Fragmento:

───

Los vecinos de Alcantarillas han apoyado -con dinero, mano de obra, gestiones o materiales- para lograr avances en alcantarillado, mejoramiento vial y dotación de servicios básicos. Un botón basta de muestra: la casa social-guardería que es hasta ahora su máximo orgullo porque la lograron, sin eufemismos, con el sudor de su frente.
Pero Alcantarillas no es la excepción sino la regla. En Rumicucho Bajo, comprendido entre la calle Tránsito Amaguaña y la av. Reino de Quito, se han hecho trabajos parecidos. Miguel Chipantásig, su presidente, resalta los logros después de años de lucha a punta de mingas y con apoyo de personas, instituciones y empresas como los monseñores Carlos Altamirano y Antonio González, y el GAD. Un ejemplo es la construcción de la iglesia, tres aulas para catequesis y otras tareas, 600 m2 en total.

───

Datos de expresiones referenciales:
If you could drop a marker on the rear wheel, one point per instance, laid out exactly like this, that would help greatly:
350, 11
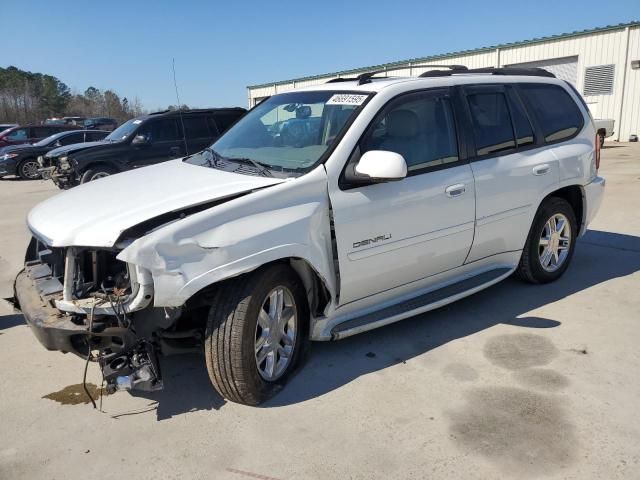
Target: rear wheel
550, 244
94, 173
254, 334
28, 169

───

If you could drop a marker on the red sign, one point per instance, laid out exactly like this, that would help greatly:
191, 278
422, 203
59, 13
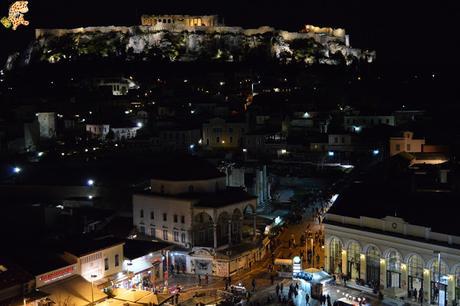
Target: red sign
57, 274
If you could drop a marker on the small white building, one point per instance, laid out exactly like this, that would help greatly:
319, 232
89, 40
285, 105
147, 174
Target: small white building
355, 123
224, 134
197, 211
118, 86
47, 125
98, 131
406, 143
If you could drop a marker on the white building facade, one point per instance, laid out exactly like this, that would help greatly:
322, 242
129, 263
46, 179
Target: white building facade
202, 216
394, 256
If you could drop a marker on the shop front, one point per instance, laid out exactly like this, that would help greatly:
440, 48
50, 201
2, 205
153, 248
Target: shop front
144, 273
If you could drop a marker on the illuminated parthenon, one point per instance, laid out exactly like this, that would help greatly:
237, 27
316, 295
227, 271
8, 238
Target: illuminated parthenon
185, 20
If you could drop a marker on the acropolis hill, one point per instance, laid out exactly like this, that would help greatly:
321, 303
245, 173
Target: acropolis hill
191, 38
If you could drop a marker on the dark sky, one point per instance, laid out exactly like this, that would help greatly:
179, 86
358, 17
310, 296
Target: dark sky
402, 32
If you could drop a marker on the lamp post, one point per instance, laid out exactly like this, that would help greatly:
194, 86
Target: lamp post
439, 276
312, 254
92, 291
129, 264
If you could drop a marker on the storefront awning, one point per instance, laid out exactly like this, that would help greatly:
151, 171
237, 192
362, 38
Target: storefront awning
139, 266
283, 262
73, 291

───

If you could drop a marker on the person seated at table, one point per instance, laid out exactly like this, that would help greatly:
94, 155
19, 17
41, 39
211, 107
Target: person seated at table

───

Consigna 1:
Según el fragmento sobre Alcantarillas y Rumicucho Bajo, ¿qué obra es hasta ahora el máximo orgullo de los vecinos de Alcantarillas?
Consigna 2:
Prosigue el fragmento sobre los trabajos vecinales en Alcantarillas y Rumicucho Bajo a partir de su última oración.
Los registros son material independiente del fragmento.

Tu respuesta 1:
La casa social-guardería.

Tu respuesta 2:
Las redes de tendido eléctrico están en un 75%, al igual que las de alcantarillado, explica este jubilado que reside junto a sus siete hijos en el sector, al cual llegó de chaval.
La historia de Los Algarrobos del Norte también es una sumatoria de esfuerzo y sacrificio.
Según Jorge Villamil, presidente de este barrio y profesor jubilado del San Pedro Pascual, en este reducto urbano todavía funciona la cooperativa Huasipungo de Huertos Familiares (en proceso de disolución) y sus límites incluyen, entre otros hitos: la calle Antonio José de Sucre, las quebradas Seca y Colorada, la Pedro Bazán, la Manuel Camacho. En total son 464 lotes y 969 hectáreas.
Forjado con el acero más resistente, Villamil no da una batalla por perdida aunque sabe que los déficits son numerosos. Aún faltan completar el alumbrado público y el alcantarillado. Y el 90% de calles es de tierra.
La pandemia también metió su mano oscura y frenó varios proyectos.
No obstante, los vecinos de estos Algarrobos ya se reúnen nuevamente y proyectan varias obras.
Hace poco, con apoyo del GAD parroquial, completaron el alcantarillado de dos calles grandes. El ente público colaboró con arena, ripio y encofrados; los residentes con sus ganas y sus manos.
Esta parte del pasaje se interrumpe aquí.